● **Tasks**
(1) Answer these three questions from the passage on the apocryphal books, one per line:
(a) Which books of Esdras does the passage name as apocryphal?
(b) What other name does the passage give for the Wisdom of Sirach?
(c) Which verse reference is given for "Learn before thou speak."?
(2) From the passage on the apocryphal books, list every book named in the phrase that begins "the books of".

═══ Text segment

Belgic Confession Article 6 addresses the difference between the canonical and apocryphal books:
We distinguish between these holy books and the apocryphal ones, which are the third and fourth books of Esdras; the books of Tobit, Judith, Wisdom, Jesus Sirach, Baruch; what was added to the Story of Esther; the Song of the Three Children in the Furnace; the Story of Susannah; the Story of Bell and the Dragon; the Prayer of Manasseh; and the two books of Maccabees.
The church may certainly read these books and learn from them as far as they agree with the canonical books. But they do not have such power and virtue that one could confirm from their testimony any point of faith or of the Christian religion. Much less can they detract from the authority of the other holy books.
Therefore we see that, though not canonical, the apocryphal books may be read for our edification in as far as they agree with the canonical Holy Scriptures. The Wisdom of Sirach, also known as Ecclesiasticus, offers some valuable insights regarding our speech:
“Honour and shame is in talk: and the tongue of man is his fall.”
– Wisdom of Sirach 5:13
“Learn before thou speak.”
– Wisdom of Sirach 18:19b
“He that can rule his tongue shall live without strife; and he that hateth babbling shall have less evil.
Whether it be to friend or foe, talk not of other men’s lives; and if thou canst without offence, reveal them not.
For he heard and observed thee, and when time cometh he will hate thee.
If thou hast heard a word, let it die with thee; and be bold, it will not burst thee.
There is one that slippeth in his speech, but not from his heart; and who is he that hath not offended with his tongue?”

══════
═══ Data listing

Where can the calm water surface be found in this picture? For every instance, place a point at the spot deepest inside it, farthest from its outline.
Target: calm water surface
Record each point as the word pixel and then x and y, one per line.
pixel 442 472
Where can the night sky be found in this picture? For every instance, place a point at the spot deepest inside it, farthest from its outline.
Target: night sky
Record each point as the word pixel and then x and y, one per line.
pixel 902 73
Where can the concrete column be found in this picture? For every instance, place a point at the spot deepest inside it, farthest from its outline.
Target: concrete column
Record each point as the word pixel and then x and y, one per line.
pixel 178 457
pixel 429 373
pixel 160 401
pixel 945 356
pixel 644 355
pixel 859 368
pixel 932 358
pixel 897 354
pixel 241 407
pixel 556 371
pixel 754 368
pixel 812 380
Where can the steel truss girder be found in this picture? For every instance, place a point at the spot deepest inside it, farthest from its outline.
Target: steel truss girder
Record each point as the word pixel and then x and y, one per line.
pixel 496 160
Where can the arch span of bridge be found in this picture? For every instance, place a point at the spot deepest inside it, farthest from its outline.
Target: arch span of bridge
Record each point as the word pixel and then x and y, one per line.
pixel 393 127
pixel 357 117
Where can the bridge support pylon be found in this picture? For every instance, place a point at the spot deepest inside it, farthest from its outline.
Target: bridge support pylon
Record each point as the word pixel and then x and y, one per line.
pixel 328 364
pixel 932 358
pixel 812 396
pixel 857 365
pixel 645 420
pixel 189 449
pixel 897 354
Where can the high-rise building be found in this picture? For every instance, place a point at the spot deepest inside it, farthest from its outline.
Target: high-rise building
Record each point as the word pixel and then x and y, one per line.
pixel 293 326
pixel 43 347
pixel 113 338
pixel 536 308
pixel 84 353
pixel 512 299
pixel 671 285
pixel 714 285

══════

● **Responses to the tasks**
(1)
(a) The third and fourth books of Esdras
(b) Ecclesiasticus
(c) Wisdom of Sirach 18:19b

(2) Tobit, Judith, Wisdom, Jesus Sirach, Baruch